(TASK INPUT)
++++++++

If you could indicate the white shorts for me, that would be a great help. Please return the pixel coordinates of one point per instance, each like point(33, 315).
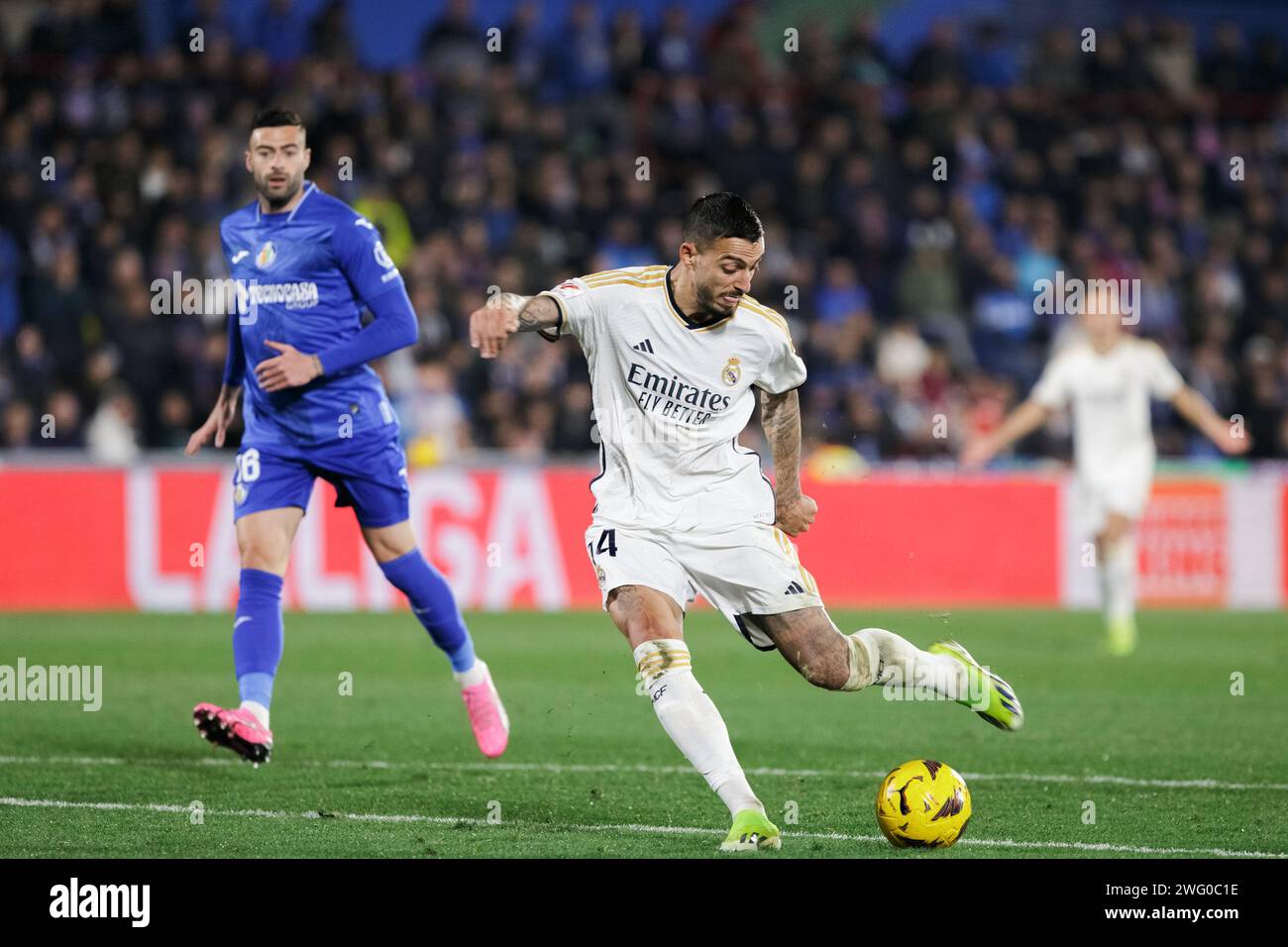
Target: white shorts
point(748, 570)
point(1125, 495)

++++++++

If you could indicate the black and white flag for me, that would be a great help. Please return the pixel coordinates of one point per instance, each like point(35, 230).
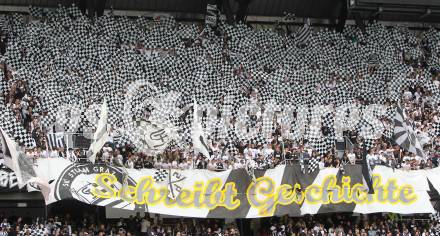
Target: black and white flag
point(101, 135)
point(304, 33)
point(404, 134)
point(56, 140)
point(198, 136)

++++++++

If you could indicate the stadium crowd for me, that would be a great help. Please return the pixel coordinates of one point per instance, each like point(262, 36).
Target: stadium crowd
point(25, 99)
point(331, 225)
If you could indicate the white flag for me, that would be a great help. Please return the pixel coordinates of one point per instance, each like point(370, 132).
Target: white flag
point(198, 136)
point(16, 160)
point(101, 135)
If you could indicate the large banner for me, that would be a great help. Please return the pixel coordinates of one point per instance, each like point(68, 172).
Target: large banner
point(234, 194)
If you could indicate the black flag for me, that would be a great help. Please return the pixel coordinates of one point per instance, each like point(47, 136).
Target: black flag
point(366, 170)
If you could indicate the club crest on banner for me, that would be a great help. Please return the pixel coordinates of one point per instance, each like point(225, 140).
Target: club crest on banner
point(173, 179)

++++++++

(AIM OF THE TASK) Output the lines from the one containing "If you could indicate the club" through the one containing "point(173, 179)", both included, as a numbered list with any blank lines left out.

(RESPONSE)
1. If you could indicate the club crest on banner for me, that would be a great help. Please return the pixel coordinates of one point per instance, each like point(225, 140).
2. Target: club crest on banner
3. point(173, 179)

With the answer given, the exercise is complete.